---------- Extrait ----------
Sacrifices sarkozystes

Quand on prétend que les idéologies sont mortes, il s’agit surtout de convaincre les derniers réfractaires que les idéologies altruistes sont définitivement discréditées. Pourtant, par parenthèse, c’est la montée de ces idéologies qui, pour simplifier, trouvent leur origine dans la philosophie des Lumières, a été le moteur du progrès social, culturel, et –pourquoi ne pas le dire ? –capitaliste.

http://lanternediogene.canalblog.com/archives/2008/10/14/10955580.html

 

En fait, toutes les idéologies ne sont pas mortes. L’ultralibéralisme en est une. A son autel, on sacrifie les animaux innocents de notre société et même les vierges, nous allons le voir. Qu’importent les faits, il convient d’avoir raison contre tout le monde et d’imposer à la plèbe ses jeux cruels. Ce sont les 120 jours de Salo, la décadence de Rome : le populo trinque pendant que les possédants vident leurs dernières bouteilles.

 

Par idéologie libéraliste, on s’apprête à rejouer la crise de l’automne 2008. On avait pourtant juré qu’on ne recommencerait plus et que l’Etat devrait reprendre son rôle de régulateur. On fustige les pays méditerranéens de l’UE et on leur impose de s’en prendre à leurs fonctionnaires. Pourtant, ils ne sont pas responsables de la crise. Les responsables, on les connaît. On sait qui profite de toutes les crises, qui les provoque pour mieux en profiter. Or, chaque fois qu’on fait mine de leur demander de payer une petite partie des pots qu’ils viennent de casser, ils mobilisent leurs réseaux notamment médiatiques. Un peu comme ces gosses de riches qui lorsqu’ils cassent des verres dans les bistrots où ils font du scandale appellent leurs papas qui viennent les chercher dans leurs belles limousines avec chauffeurs et rient au nez des braves gens.

 

La fiscalité actuelle repose encore sur le vieux modèle, aujourd’hui totalement obsolète, d’une économie où la production de biens puis de services faisait la richesse d’un pays. Donc, on taxait les sociétés et leurs salariés. Aujourd’hui, la richesse provient du marché financier. Il est proprement aberrant de continuer à prélever l’impôt sur les petites sociétés et sur les salariés quand ce ne sont plus eux qui fournissent l’essentiel de la richesse. D’ailleurs, on ne manque pas de leur rappeler en d’autres circonstances.
----------
=== Consignes ===
**A)** D'après le texte sur l'ultralibéralisme, d'où provient aujourd'hui la richesse ?
**B)** Reprenez le texte sur l'ultralibéralisme là où il s'arrête et poursuivez-le.
---------- Contenu des données ----------
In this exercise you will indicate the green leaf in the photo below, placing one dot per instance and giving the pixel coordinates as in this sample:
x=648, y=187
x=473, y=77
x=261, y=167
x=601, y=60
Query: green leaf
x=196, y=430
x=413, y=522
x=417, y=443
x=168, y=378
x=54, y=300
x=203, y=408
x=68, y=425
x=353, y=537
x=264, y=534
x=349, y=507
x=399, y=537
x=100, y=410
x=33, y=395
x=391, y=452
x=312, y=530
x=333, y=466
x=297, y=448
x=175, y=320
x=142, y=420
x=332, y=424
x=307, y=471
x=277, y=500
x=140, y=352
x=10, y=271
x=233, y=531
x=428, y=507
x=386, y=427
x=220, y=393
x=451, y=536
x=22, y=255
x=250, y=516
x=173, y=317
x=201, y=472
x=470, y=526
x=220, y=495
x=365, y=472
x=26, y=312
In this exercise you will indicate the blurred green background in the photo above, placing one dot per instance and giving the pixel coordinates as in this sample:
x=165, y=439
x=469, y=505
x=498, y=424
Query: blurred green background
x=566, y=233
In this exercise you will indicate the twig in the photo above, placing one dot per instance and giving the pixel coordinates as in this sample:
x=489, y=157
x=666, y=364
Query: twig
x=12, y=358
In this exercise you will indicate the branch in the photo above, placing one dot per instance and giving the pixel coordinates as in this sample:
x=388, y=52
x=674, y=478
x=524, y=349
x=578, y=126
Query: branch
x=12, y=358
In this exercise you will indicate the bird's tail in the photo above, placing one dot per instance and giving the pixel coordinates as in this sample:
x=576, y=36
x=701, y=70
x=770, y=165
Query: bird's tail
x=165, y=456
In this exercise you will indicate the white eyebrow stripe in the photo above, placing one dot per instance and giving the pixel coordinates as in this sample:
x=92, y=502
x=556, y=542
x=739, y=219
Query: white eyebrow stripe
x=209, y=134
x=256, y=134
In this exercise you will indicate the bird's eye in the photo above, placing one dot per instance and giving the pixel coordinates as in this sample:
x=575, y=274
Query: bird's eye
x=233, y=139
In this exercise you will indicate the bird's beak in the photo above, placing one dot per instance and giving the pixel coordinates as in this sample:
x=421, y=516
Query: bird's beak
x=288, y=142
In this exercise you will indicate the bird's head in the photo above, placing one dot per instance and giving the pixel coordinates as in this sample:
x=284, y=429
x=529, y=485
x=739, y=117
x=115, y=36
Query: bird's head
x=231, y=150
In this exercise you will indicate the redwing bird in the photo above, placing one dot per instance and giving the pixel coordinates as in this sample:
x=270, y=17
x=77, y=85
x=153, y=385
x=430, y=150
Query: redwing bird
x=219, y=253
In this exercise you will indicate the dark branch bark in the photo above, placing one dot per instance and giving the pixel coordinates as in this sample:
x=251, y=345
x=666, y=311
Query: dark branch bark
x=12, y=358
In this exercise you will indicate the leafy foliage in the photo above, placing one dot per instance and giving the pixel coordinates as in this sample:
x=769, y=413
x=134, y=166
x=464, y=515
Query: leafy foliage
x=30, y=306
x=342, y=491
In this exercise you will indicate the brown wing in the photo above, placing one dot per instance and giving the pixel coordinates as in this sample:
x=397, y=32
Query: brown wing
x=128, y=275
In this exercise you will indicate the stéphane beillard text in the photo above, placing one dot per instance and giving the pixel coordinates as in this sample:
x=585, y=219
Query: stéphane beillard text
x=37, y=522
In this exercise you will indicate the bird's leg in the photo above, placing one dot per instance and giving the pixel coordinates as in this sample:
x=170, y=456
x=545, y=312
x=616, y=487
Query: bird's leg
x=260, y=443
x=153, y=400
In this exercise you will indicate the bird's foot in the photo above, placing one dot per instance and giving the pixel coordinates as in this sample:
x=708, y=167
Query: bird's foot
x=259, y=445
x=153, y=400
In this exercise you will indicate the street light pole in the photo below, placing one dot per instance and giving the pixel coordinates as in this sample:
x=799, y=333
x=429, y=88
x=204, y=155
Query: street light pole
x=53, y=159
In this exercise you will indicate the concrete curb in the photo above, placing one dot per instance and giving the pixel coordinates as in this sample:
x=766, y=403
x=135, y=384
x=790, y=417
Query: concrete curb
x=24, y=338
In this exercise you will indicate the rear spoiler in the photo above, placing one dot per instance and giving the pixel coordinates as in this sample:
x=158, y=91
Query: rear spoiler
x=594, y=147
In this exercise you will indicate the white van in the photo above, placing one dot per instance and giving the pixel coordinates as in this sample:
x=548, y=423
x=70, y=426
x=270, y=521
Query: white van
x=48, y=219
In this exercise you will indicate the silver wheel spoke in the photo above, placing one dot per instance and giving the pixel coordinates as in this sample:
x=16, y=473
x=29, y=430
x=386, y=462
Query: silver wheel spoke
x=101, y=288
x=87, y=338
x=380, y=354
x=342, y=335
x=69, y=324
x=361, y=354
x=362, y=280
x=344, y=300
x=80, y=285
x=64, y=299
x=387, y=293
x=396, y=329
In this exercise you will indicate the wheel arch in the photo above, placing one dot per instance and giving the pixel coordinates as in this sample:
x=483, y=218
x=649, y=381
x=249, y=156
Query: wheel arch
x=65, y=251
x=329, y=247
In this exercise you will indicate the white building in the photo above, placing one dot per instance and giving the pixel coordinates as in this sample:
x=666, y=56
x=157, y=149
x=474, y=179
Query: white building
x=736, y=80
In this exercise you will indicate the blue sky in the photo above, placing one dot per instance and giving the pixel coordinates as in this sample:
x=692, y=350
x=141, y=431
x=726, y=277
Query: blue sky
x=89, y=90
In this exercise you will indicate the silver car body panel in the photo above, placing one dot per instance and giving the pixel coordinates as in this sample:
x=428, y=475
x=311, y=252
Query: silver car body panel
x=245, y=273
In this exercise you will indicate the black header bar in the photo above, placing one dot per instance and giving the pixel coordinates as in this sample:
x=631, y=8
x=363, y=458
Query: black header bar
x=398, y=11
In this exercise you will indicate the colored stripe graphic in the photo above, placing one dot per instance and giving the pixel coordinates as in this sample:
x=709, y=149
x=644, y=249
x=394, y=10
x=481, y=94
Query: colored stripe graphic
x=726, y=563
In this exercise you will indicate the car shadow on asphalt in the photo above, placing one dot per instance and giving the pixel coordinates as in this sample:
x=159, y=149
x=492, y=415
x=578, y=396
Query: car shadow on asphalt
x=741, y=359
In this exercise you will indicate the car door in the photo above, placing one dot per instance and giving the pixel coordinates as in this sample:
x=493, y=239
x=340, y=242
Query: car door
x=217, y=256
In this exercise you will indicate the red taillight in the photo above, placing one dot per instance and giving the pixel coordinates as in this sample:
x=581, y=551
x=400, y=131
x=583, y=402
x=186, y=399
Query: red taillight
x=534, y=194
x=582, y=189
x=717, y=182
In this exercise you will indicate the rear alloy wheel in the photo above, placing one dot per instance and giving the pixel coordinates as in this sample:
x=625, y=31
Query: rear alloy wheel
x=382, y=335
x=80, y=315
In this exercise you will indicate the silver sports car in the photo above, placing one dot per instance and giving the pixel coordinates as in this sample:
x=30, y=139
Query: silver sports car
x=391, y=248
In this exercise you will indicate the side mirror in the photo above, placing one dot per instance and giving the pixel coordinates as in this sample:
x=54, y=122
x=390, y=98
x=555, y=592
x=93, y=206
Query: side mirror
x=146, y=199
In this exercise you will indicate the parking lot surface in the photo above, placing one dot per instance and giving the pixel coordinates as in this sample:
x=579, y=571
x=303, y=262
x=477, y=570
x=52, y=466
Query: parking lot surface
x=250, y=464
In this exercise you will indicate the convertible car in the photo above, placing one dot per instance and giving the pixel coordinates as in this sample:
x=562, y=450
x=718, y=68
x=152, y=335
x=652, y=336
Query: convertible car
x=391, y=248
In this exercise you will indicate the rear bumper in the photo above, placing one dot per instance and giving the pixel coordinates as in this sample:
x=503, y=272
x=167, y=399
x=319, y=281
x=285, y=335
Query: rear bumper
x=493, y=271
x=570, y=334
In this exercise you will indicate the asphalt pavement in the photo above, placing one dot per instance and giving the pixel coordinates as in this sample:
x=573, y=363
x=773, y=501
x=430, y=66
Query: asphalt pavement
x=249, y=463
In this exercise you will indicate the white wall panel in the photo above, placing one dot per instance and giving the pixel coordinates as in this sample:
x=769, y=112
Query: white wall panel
----------
---------- Contenu des données ----------
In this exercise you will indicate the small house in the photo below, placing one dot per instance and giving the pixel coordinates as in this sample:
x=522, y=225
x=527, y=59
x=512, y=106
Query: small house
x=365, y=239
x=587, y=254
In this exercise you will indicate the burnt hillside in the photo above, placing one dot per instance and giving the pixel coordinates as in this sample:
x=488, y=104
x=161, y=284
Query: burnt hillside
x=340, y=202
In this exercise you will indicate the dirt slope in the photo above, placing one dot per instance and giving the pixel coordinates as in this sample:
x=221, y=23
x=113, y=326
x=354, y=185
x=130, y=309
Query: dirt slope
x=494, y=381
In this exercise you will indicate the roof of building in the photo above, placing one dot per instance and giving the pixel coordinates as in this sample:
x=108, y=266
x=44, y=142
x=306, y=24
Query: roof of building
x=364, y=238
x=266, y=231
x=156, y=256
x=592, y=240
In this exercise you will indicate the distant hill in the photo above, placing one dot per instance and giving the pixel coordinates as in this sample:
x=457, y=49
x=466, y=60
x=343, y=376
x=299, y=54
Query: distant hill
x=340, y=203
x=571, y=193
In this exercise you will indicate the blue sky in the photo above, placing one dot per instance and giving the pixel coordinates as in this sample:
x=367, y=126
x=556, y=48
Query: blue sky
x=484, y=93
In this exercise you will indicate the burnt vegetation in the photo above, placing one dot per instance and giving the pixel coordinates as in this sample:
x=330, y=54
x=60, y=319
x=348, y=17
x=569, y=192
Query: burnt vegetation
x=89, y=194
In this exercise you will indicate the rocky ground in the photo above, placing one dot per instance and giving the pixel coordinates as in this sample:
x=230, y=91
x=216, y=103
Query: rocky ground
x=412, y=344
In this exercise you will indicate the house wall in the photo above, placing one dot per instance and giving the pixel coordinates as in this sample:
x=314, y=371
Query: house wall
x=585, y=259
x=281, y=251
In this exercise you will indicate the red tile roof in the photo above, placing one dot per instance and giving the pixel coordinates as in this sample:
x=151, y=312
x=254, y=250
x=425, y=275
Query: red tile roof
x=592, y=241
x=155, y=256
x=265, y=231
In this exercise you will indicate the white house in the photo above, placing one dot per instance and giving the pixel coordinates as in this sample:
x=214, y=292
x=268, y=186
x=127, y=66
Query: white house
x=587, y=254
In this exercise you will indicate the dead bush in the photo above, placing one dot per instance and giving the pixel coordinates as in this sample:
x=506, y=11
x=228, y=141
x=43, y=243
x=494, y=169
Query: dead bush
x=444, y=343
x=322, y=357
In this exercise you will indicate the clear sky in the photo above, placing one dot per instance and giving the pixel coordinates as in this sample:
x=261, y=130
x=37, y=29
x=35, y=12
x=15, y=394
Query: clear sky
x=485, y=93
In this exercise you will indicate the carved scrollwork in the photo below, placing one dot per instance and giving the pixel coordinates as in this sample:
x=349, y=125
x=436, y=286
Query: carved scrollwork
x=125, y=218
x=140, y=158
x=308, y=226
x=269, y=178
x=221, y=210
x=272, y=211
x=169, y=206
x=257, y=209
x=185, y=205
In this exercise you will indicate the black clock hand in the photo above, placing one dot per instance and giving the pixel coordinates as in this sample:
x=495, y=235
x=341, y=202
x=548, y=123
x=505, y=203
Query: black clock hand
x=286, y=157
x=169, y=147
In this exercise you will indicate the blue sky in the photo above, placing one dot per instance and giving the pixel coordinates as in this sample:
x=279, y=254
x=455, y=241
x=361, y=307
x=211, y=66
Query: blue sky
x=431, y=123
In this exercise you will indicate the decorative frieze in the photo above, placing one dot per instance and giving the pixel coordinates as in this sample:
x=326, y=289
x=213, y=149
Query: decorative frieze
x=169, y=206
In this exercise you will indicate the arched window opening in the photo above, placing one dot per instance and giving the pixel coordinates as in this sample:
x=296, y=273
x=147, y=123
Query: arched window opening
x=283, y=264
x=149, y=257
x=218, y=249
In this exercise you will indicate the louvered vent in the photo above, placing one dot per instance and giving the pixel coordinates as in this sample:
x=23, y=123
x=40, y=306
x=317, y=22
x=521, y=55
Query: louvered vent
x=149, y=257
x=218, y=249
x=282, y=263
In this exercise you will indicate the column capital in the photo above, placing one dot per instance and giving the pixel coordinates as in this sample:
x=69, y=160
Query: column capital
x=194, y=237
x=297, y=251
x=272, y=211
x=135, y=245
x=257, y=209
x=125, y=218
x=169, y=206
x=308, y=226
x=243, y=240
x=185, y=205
----------
=== Résultats finaux ===
**A)** Du marché financier.

**B)**
La sécurité publique est un autre volet de cette idéologie qui ne veut pas dire son nom. Remarquons au passage que c’est un des rares domaines où le politique se préoccupe de l’individu. Pour le reste, il n’est qu’une variable d’ajustement, un élément statistique qui n’existe que dans un ensemble. Comme le stalinisme a perverti le communisme, l’idéologie sécuritaire pervertit la sécurité. Puisque les forces de police sont insuffisantes et vont encore baisser, on ne peut s’en prendre aux individus les plus gênants et les plus dangereux. Tout le monde sait qu’il existe en France des zones de non-droit où ce sont des petits salopards qui imposent leur loi. Les habitants terrorisés n’ont pas les moyens de partir. Donc, ils restent et subissent. Pour eux, la force publique ne peut rien. En revanche, elle se déchaine contre les écarts constatés dans les autres parties du territoire.

 

Depuis que M. Sarkozy a été ministre de l’Intérieur, on assiste à des démonstrations, des arrestations. On multiplie les coups d’éclat. On s’en prend aux plus vulnérables. Bien sûr, il y a ces fameux « sans-papiers » qui défraient régulièrement la chronique. Les gens sont émus lorsqu’ils voient la police arrêter les camarades de leurs enfants à la sortie de l’école. Les mêmes regrettent que la police ne fasse rien contre les petites frappes qui pourrissent la vie des élèves de certaines écoles. Là, ce serait plus difficile. Alors, on arrête ceux qui, justement, voudraient réussir en France.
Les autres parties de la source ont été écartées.